- [Short problem]: Please rewrite these records with every "outline every instance" changed to "trace each instance", keeping everything else the same.

● ● ● ● ● ● ●

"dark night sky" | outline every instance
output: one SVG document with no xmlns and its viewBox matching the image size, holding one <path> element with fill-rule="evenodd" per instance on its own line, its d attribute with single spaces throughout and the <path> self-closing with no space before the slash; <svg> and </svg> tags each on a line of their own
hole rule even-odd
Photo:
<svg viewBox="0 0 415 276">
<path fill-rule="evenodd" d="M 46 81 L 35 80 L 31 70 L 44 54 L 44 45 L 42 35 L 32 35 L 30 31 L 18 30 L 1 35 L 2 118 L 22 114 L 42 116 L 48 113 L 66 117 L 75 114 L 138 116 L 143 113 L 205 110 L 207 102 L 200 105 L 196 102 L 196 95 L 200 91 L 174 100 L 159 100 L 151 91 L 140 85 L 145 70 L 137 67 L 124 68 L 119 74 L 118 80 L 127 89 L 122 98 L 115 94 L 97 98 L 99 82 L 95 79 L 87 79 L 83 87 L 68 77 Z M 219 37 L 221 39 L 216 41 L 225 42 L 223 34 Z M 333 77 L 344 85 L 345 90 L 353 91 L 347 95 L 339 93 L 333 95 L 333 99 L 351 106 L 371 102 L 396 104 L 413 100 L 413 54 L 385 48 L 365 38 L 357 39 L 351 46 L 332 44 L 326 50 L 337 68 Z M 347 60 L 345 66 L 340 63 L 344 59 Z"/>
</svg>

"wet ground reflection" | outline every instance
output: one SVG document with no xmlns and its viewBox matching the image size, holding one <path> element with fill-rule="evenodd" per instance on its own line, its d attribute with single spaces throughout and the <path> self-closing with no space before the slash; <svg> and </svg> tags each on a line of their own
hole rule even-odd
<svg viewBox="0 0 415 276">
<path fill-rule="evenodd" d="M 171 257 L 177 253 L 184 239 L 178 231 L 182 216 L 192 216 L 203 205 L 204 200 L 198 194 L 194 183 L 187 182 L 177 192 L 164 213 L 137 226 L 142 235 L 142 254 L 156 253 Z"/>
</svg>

● ● ● ● ● ● ●

- [Solution for this problem]:
"dark night sky" | trace each instance
output: one SVG document with no xmlns and its viewBox matching the image size, holding one <path> element with fill-rule="evenodd" per instance on its own line, its d attribute with single spaces throughout and the <path> self-closing with no space before the slash; <svg> and </svg> tags each on a line of their own
hole rule even-odd
Photo:
<svg viewBox="0 0 415 276">
<path fill-rule="evenodd" d="M 46 81 L 35 80 L 31 70 L 44 54 L 44 45 L 42 35 L 32 35 L 30 31 L 18 30 L 1 35 L 2 118 L 22 114 L 42 116 L 48 113 L 66 117 L 75 114 L 138 116 L 143 113 L 205 110 L 207 102 L 200 105 L 196 102 L 196 95 L 200 91 L 174 100 L 159 100 L 151 91 L 140 85 L 145 70 L 137 67 L 124 68 L 119 74 L 118 80 L 127 89 L 122 98 L 115 94 L 97 98 L 99 82 L 95 79 L 87 79 L 83 87 L 68 77 Z M 219 37 L 221 39 L 216 41 L 225 42 L 223 34 Z M 333 77 L 344 85 L 345 90 L 353 91 L 347 95 L 339 93 L 333 95 L 333 99 L 351 106 L 371 102 L 396 104 L 413 100 L 413 54 L 385 48 L 365 38 L 357 39 L 351 46 L 332 44 L 326 50 L 337 68 Z M 347 60 L 345 66 L 340 63 L 344 59 Z"/>
</svg>

"wet ground reflection" | trace each instance
output: one SVG document with no xmlns and its viewBox matching the image size, holding one <path> element with fill-rule="evenodd" per instance on its own line, its d attribute with single spaces throughout and the <path> self-closing with no space before the slash; <svg> and </svg> tags each on a line of their own
hole rule even-odd
<svg viewBox="0 0 415 276">
<path fill-rule="evenodd" d="M 171 257 L 177 253 L 184 239 L 178 231 L 182 216 L 192 216 L 203 205 L 204 200 L 198 194 L 194 183 L 187 182 L 177 192 L 164 213 L 137 226 L 142 235 L 142 254 L 156 253 Z"/>
</svg>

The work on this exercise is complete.